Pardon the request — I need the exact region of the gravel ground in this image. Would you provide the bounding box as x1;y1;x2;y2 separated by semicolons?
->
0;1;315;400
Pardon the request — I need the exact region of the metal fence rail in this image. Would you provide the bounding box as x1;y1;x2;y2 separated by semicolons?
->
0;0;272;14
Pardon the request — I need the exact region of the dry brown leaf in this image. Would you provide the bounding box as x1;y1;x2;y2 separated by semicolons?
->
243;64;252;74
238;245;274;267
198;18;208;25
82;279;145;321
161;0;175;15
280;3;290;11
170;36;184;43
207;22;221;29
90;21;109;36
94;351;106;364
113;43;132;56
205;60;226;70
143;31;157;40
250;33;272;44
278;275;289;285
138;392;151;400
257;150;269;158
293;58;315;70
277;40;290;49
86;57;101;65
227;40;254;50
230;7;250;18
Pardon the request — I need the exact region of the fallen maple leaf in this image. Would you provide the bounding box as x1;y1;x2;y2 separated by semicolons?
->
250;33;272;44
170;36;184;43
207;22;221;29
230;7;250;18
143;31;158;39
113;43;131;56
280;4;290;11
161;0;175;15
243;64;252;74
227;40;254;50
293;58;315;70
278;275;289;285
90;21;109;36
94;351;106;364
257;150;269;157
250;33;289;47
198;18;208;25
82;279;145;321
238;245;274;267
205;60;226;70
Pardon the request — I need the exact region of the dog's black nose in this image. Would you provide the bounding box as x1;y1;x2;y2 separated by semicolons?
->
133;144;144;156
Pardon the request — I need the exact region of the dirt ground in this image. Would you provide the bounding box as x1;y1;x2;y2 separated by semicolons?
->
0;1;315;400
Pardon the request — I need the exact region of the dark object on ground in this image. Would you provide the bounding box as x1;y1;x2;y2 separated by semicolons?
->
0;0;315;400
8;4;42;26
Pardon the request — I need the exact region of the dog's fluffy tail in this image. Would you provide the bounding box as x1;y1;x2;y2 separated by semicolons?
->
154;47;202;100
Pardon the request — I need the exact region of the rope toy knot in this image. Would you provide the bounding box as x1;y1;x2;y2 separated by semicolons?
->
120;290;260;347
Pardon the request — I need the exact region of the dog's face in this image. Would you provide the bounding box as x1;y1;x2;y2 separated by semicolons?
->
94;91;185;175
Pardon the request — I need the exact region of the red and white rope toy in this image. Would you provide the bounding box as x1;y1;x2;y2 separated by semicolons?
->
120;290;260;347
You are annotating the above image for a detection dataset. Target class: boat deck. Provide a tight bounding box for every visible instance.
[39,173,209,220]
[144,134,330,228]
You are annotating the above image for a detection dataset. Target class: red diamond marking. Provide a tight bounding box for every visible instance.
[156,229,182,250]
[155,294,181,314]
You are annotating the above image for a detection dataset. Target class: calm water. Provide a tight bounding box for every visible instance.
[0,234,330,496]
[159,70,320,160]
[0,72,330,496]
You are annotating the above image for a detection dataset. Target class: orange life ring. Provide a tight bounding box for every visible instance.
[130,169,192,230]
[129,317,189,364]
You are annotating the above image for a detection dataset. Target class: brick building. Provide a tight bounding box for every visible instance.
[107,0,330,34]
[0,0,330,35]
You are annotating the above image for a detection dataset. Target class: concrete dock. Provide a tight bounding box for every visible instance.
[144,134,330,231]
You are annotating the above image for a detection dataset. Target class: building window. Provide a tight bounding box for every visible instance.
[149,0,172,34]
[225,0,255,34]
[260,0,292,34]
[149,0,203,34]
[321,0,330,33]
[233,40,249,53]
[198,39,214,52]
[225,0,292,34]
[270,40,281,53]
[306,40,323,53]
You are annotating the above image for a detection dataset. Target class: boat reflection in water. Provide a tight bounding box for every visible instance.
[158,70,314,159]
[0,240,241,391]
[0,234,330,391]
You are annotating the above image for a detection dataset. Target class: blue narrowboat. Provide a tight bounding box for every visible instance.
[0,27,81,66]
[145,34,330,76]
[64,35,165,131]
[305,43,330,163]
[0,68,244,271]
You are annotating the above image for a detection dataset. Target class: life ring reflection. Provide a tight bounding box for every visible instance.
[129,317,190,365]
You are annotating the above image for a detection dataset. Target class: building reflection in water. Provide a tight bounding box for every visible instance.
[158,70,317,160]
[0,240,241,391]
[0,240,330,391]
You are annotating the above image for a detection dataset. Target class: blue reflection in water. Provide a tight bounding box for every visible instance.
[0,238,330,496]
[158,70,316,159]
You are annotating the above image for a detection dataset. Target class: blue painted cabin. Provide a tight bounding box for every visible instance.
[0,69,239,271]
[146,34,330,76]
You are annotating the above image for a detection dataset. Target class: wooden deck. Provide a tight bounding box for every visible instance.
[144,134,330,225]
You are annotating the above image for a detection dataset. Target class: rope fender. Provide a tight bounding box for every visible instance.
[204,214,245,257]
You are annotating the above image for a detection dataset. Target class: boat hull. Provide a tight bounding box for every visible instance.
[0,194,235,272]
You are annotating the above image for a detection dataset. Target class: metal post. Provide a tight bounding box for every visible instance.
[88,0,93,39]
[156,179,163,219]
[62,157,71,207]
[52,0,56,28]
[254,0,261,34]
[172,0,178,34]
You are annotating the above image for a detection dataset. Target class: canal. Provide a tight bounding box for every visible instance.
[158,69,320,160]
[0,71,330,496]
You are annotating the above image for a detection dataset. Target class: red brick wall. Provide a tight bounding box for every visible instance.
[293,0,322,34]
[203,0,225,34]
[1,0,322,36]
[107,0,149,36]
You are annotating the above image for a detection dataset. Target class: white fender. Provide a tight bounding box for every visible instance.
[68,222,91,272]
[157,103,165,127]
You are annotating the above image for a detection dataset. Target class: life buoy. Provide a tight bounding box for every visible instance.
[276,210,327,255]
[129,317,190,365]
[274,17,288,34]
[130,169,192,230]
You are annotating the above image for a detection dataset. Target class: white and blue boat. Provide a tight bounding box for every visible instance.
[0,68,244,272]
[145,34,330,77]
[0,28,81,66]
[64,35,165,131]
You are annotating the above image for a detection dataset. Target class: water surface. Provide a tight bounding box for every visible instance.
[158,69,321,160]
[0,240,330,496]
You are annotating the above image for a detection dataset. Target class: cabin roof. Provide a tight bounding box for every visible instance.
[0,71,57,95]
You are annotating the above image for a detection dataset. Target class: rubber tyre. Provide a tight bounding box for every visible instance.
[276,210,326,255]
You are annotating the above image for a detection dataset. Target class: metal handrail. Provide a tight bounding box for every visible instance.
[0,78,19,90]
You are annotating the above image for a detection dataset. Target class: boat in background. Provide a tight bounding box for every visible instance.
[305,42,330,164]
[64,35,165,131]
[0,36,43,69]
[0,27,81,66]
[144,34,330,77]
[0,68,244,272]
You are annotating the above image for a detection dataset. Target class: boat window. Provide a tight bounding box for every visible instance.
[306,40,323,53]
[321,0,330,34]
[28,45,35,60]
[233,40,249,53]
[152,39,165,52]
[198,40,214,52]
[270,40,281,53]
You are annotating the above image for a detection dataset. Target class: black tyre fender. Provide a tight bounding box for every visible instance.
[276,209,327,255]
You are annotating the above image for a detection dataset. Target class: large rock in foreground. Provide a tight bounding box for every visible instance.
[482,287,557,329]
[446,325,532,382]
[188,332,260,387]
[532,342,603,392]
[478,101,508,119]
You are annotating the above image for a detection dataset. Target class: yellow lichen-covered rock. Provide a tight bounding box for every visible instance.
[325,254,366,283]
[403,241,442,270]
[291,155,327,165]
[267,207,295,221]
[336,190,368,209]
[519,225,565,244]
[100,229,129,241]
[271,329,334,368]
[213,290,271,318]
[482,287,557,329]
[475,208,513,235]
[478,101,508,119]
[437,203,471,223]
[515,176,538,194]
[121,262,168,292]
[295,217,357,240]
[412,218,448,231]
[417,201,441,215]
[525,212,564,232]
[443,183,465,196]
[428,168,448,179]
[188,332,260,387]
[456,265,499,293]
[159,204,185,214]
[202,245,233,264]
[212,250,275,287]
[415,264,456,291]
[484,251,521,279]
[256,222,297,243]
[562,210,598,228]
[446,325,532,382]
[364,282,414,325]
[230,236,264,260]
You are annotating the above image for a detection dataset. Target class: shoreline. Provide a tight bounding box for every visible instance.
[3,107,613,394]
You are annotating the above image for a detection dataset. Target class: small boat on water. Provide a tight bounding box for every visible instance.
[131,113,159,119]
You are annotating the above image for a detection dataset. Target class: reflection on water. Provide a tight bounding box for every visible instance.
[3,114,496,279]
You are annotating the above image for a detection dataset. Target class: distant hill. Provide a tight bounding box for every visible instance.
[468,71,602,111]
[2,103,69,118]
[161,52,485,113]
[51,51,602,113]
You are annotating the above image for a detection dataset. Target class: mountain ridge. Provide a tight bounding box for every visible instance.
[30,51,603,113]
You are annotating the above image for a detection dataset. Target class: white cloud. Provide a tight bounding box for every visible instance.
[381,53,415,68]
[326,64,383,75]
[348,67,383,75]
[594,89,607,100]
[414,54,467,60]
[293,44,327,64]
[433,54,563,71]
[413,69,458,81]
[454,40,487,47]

— GIVEN PROBLEM —
Output the lines of the listing above exactly as they appear, beginning with the line containing "Target class: shoreline." and continuing through the line containing "[3,107,613,394]", both included.

— SOLUTION FOR THIS EXERCISE —
You are annotating the above image for a detection dataset. Target class: shoreline. Provide a tight bounding box for every visible instance.
[3,107,613,394]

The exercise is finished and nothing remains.